Quoted passage.
----------

Cannabis Stocks Rally but Remain Undervalued Relative to Peers, Viridian Report Finds
LOS ANGELES – U.S. Cannabis companies have posted impressive gains this year, yet their valuations still trail those of comparable industries, a new analysis from Viridian Capital Advisors indicates.
The Weekly Chart by Viridian plots enterprise value multiples based on 2025 earnings before interest, taxes, depreciation, and amortization (EBITDA) against expected revenue growth from 2024 to 2026. Drawing on data from 260 companies across 14 sectors, modeled after frameworks from NYU finance professor Aswath Damodaran, it highlights persistent discounts for American multi-state operators (MSOs).
Shares in the sector, as gauged by the MSOS exchange-traded fund, have surged 57% year-to-date through late August. That far exceeds the S&P 500’s roughly 8 percent return over the same period. Even so, leading U.S. companies, categorized as Tier 1, trade at just 7 times projected 2025 EBITDA, up from about 4 times in January but well below benchmarks in tobacco, pharmaceuticals, and healthcare products.

----------

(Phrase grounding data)

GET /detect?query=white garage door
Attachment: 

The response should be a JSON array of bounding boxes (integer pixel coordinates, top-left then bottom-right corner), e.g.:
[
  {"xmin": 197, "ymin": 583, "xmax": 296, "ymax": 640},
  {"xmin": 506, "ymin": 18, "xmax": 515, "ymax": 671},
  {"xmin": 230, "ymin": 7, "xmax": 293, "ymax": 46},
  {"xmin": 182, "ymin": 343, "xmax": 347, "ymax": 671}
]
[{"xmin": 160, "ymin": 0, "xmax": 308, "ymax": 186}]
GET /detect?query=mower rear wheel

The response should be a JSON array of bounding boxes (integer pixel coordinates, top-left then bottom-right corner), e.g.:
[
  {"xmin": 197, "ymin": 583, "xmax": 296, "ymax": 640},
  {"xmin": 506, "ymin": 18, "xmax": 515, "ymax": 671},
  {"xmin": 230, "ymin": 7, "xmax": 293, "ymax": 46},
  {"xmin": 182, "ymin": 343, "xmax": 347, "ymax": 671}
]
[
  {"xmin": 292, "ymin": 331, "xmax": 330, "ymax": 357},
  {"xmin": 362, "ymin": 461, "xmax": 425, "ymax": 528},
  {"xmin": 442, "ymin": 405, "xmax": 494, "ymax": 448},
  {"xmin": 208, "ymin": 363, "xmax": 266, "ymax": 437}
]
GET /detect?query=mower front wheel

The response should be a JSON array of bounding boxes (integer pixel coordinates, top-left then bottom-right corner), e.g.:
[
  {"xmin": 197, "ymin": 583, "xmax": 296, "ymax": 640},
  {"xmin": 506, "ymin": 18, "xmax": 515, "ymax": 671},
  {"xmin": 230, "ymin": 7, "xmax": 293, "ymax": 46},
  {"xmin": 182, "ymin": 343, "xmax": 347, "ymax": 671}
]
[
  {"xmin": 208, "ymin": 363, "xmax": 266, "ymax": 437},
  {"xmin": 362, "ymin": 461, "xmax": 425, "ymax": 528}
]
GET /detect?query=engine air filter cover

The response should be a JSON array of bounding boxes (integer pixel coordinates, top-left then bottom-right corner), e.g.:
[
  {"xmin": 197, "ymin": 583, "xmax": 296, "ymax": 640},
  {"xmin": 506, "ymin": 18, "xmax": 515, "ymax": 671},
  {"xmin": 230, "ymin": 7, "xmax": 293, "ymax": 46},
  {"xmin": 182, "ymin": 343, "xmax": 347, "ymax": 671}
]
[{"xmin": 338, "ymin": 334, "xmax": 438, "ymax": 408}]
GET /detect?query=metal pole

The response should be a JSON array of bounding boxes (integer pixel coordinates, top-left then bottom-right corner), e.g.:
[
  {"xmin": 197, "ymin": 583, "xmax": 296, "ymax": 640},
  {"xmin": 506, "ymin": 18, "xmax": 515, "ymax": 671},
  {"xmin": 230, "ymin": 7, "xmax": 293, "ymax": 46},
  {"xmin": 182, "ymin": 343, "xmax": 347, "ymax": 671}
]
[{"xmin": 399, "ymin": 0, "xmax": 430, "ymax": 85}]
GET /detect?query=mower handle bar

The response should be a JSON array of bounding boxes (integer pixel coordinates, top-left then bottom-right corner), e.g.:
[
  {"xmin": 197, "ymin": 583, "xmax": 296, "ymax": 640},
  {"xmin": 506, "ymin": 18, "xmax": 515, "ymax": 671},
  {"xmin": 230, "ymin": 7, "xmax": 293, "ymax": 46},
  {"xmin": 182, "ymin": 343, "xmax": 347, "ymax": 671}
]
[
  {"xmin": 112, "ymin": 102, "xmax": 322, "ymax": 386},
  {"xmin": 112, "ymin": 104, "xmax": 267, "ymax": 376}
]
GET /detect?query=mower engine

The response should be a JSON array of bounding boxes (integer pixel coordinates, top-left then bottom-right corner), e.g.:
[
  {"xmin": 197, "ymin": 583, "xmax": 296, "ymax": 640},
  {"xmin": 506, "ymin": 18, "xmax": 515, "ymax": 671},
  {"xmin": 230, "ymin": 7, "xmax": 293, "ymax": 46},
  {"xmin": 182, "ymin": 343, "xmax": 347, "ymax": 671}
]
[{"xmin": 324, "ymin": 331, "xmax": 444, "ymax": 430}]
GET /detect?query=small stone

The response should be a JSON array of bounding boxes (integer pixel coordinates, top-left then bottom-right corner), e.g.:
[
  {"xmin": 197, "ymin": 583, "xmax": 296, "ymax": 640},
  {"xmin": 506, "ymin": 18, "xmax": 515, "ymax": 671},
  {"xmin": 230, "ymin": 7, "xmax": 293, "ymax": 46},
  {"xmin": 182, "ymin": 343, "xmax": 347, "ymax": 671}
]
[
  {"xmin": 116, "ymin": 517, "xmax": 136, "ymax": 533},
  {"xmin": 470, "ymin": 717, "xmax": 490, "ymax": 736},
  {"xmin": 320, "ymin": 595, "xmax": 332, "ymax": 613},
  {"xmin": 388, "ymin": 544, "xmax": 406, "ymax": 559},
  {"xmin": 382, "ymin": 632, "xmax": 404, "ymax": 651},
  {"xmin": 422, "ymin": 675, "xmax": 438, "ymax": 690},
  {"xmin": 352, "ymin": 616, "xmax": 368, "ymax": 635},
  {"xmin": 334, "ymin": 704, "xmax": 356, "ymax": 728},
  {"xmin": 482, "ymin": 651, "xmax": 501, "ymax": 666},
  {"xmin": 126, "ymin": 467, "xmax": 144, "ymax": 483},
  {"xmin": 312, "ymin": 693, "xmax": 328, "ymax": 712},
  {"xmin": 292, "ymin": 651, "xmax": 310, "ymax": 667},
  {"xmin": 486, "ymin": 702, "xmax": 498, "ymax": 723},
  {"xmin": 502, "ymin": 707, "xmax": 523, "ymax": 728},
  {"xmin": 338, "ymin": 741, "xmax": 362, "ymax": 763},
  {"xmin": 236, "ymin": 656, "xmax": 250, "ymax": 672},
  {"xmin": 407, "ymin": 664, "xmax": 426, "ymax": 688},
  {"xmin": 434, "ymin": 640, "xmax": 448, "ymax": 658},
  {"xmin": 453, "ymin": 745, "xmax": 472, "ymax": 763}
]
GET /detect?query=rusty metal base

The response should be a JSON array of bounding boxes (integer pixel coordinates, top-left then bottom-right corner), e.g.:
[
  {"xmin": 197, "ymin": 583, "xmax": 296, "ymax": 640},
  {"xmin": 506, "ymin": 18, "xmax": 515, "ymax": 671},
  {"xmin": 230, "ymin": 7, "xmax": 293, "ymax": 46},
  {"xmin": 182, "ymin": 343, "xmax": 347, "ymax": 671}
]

----------

Activity. Copy the article on cannabis stock valuations word for word, starting with "The Weekly Chart" and going on through "multi-state operators (MSOs).".

Response.
The Weekly Chart by Viridian plots enterprise value multiples based on 2025 earnings before interest, taxes, depreciation, and amortization (EBITDA) against expected revenue growth from 2024 to 2026. Drawing on data from 260 companies across 14 sectors, modeled after frameworks from NYU finance professor Aswath Damodaran, it highlights persistent discounts for American multi-state operators (MSOs).